═══ Data in this exercise ═══

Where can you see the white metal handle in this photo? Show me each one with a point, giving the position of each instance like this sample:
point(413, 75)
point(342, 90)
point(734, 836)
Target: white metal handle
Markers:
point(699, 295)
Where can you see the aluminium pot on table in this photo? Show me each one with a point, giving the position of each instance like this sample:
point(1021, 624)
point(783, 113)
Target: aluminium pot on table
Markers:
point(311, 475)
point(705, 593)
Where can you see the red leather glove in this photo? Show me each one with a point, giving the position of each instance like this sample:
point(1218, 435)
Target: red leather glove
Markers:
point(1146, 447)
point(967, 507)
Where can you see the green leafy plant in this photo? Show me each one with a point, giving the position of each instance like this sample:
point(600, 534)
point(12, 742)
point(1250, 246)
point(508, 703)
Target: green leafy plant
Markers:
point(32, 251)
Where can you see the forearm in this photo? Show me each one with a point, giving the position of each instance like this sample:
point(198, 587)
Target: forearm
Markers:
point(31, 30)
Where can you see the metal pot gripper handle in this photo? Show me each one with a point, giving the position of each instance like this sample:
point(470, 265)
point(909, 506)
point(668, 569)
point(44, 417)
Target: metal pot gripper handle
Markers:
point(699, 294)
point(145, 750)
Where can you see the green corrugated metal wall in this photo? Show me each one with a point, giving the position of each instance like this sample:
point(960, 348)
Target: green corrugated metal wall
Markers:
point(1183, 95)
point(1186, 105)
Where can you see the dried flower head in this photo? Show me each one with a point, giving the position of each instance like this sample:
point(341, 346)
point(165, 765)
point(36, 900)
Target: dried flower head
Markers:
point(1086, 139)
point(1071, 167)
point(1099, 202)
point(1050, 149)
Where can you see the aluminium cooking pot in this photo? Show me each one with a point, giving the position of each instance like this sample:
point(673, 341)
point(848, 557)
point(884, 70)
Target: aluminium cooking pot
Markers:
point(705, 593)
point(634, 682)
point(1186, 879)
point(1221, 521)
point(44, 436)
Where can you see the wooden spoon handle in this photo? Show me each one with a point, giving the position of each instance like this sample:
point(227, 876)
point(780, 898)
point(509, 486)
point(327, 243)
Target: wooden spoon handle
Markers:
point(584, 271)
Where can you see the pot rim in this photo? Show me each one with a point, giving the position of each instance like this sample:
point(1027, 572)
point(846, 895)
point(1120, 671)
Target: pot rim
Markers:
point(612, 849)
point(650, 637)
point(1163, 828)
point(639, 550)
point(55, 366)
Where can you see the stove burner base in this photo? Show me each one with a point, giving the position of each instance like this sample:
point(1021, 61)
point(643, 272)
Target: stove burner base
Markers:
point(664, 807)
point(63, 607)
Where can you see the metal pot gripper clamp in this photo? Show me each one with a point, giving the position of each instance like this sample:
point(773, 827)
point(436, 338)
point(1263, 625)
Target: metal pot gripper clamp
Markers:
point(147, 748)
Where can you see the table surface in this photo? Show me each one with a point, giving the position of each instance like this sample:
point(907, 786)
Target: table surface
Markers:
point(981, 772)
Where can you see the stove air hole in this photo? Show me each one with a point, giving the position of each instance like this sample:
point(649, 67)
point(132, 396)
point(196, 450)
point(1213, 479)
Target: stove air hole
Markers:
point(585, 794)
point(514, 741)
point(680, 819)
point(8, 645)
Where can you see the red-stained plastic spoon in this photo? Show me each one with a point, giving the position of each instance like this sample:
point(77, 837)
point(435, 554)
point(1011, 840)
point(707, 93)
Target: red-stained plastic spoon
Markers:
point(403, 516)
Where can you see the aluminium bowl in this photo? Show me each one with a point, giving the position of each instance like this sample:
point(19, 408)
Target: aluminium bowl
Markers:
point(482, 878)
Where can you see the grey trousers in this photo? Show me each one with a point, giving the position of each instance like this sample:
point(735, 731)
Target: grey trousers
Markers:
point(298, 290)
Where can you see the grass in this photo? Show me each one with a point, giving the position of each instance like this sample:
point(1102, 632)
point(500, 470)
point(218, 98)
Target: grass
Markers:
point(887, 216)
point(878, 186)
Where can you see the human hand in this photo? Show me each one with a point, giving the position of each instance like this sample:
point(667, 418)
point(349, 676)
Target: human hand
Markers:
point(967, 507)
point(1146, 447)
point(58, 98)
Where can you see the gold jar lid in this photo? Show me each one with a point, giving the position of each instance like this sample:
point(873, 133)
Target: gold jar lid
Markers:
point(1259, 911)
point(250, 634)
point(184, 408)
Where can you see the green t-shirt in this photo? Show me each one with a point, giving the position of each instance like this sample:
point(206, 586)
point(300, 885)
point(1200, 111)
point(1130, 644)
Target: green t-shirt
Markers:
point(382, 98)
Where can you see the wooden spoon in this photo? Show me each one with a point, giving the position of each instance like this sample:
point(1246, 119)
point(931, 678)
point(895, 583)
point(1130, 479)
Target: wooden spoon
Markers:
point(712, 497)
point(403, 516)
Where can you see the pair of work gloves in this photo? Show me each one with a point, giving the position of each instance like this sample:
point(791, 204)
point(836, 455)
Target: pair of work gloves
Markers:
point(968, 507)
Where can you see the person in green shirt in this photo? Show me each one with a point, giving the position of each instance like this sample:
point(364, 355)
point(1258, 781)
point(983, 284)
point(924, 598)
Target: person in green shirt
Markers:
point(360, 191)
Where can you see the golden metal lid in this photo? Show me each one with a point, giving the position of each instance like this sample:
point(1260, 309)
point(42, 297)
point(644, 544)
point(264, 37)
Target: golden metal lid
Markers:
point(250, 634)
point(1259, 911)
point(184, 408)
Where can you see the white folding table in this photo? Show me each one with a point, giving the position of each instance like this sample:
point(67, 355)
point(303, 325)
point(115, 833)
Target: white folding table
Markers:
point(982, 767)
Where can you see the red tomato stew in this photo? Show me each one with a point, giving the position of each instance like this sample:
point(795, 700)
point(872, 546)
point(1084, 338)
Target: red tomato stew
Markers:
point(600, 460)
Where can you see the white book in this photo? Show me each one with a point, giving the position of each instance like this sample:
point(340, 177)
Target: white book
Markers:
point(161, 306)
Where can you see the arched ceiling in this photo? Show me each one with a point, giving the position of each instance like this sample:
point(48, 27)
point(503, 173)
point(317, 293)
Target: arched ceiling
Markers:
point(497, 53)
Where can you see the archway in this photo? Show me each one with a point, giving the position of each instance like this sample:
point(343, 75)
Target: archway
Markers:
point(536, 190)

═══

For every entry in the records above, write an exact copy.

Exercise output —
Where can you see the white metal handle in this photo? Show me each one with a point, giving the position of each instance like this sample:
point(413, 75)
point(342, 90)
point(734, 836)
Target: white metal handle
Markers:
point(699, 295)
Where can you see the aluminium pot on table in this photo? Show me each one with a point, giving the position of each instance like this sample:
point(1021, 624)
point(783, 113)
Target: aluminium pot on table
Markers:
point(311, 475)
point(705, 593)
Where can you see the red leather glove in this photo? Show me each one with a point, giving the position of each instance like this sample:
point(1218, 435)
Target: red leather glove
Markers:
point(1146, 447)
point(967, 507)
Where can you see the green leafy plant in this photo? Show me each one with a point, giving the position of each instance like this sample:
point(600, 534)
point(12, 742)
point(1250, 246)
point(508, 703)
Target: green leafy plant
Markers:
point(32, 251)
Where can you see the forearm in this photo? Show me each one with a point, giving the position of each instance like this sample:
point(198, 587)
Target: forearm
Markers:
point(31, 30)
Where can you see the metal pot gripper handle in this photo? Show me each one with a point, giving the position of each instance like this sample:
point(470, 265)
point(909, 506)
point(668, 569)
point(44, 417)
Target: metal pot gripper handle
Markers:
point(699, 294)
point(145, 750)
Where can you see the green corrugated metal wall in this photo? Show me each one with a point, giving the position of each instance like this sample:
point(960, 348)
Target: green corrugated metal wall
Markers:
point(1183, 95)
point(1186, 105)
Where can you see the dried flower head in this photo? Show me each one with a point, giving the position of each instance like this sample:
point(341, 346)
point(165, 765)
point(36, 900)
Target: dried flower head
Markers:
point(1086, 139)
point(1071, 167)
point(1099, 202)
point(1050, 149)
Where can you see the aluminium cooking pot in this photo? Show me each one with a point, giving the position of each instance like this sample:
point(673, 341)
point(848, 557)
point(884, 70)
Target: aluminium cooking pot
Markers:
point(705, 593)
point(634, 682)
point(1186, 879)
point(1221, 521)
point(44, 436)
Where can you see the wooden spoon handle in this photo? Show me each one with a point, giving the position of each instance like this sample:
point(227, 876)
point(780, 898)
point(509, 486)
point(327, 243)
Target: wooden spoon handle
Markers:
point(584, 271)
Where can you see the pot rim in this photo? Show me each one with a point, giving the position of each instance like this sample:
point(1027, 572)
point(846, 895)
point(1120, 671)
Target: pot rim
Markers:
point(612, 849)
point(650, 637)
point(1163, 828)
point(639, 550)
point(55, 366)
Where can you see the stove burner base in this photo? Show me each one with a point, giving the position of each instance like this sample:
point(1021, 61)
point(643, 272)
Target: stove burner base
Markers:
point(664, 807)
point(63, 607)
Where can you see the metal pot gripper clamp in this photo? Show me each one with a point, giving the position of each instance like this sample:
point(773, 827)
point(436, 338)
point(1263, 625)
Target: metal pot gripper clamp
Markers:
point(147, 748)
Where can you see the table surface in this photo? Show me each one with a point, giving the position of each instance like this sample:
point(907, 786)
Target: table surface
Markers:
point(981, 772)
Where can you see the stove air hole in this photo? Show me each one with a point, giving the position of each instance like this sample:
point(649, 67)
point(132, 396)
point(196, 450)
point(1213, 479)
Target: stove air hole
Markers:
point(585, 794)
point(514, 741)
point(680, 819)
point(8, 645)
Where can you see the red-stained plastic spoon in this photo? Show me each one with a point, giving the position of each instance like this sample:
point(77, 837)
point(435, 554)
point(1011, 840)
point(707, 93)
Target: red-stained plastic spoon
Markers:
point(403, 516)
Where can you see the aluminium bowl in this photo? Show me each one with a point, giving the position of each instance like this sample:
point(19, 408)
Target: aluminium bowl
Markers:
point(482, 878)
Where can you see the grey trousers in this photo? Show me each one with a point, giving the position of each instance like this sample:
point(735, 731)
Target: grey trousers
Markers:
point(298, 290)
Where can you see the grass in this photo? Show me each one with a point, giving the position of each instance like this sample:
point(1102, 632)
point(500, 470)
point(218, 98)
Target: grass
Markers:
point(887, 216)
point(878, 186)
Where can you see the human hand in this photo? Show me each one with a point, giving the position of each instance like this sample:
point(667, 418)
point(349, 676)
Target: human hand
Markers:
point(967, 507)
point(1146, 447)
point(58, 98)
Where can you see the gold jar lid in this photo? Show me each one with a point, giving the position of each instance like this sample:
point(873, 133)
Target: gold jar lid
Markers:
point(1259, 911)
point(250, 634)
point(184, 408)
Where can you see the green t-shirt in this photo? Show me each one with a point, giving the position of each instance like this sample:
point(206, 586)
point(300, 885)
point(1200, 111)
point(1130, 644)
Target: green t-shirt
Markers:
point(382, 98)
Where can you see the wooden spoon in this photo? Show me each one with a point, giving the position of each instance like this sample:
point(1246, 119)
point(931, 678)
point(895, 583)
point(1130, 479)
Target: wooden spoon
Markers:
point(712, 497)
point(403, 516)
Where can you see the pair of work gloves in this photo? Show me each one with a point, giving the position of each instance like this sample:
point(791, 204)
point(836, 455)
Target: pair of work gloves
Markers:
point(968, 507)
Where can you see the person in green shirt in this photo? Show me each one with a point, giving the position of each instance like this sample:
point(364, 355)
point(1258, 781)
point(983, 284)
point(924, 598)
Target: person in green shirt
Markers:
point(360, 191)
Where can you see the golden metal lid in this photo? Show me each one with a point, giving the position of each instance like this sample:
point(1260, 309)
point(42, 297)
point(644, 544)
point(264, 37)
Target: golden metal lid
Markers:
point(250, 634)
point(1259, 911)
point(184, 408)
Where can you see the white folding table in this photo? Show me each one with a point, giving the position of each instance like this sample:
point(67, 355)
point(303, 325)
point(115, 833)
Target: white folding table
Markers:
point(982, 767)
Where can you see the red tomato stew in this photo? Show me each one with a point, giving the position of each instance like this sample:
point(795, 700)
point(872, 546)
point(1084, 338)
Target: red tomato stew
Markers:
point(600, 460)
Where can you see the white book in this photo? Show me each one with a point, giving the position of each instance like this sample:
point(340, 177)
Target: white book
Markers:
point(161, 306)
Where can you see the arched ceiling in this photo? Show me each one with a point, giving the position of each instance like this sample:
point(48, 27)
point(503, 173)
point(317, 293)
Target: arched ceiling
Markers:
point(497, 53)
Where can you see the archway in this photo? Show me each one with a point, giving the position of each instance like this sample:
point(343, 75)
Target: archway
Markers:
point(536, 190)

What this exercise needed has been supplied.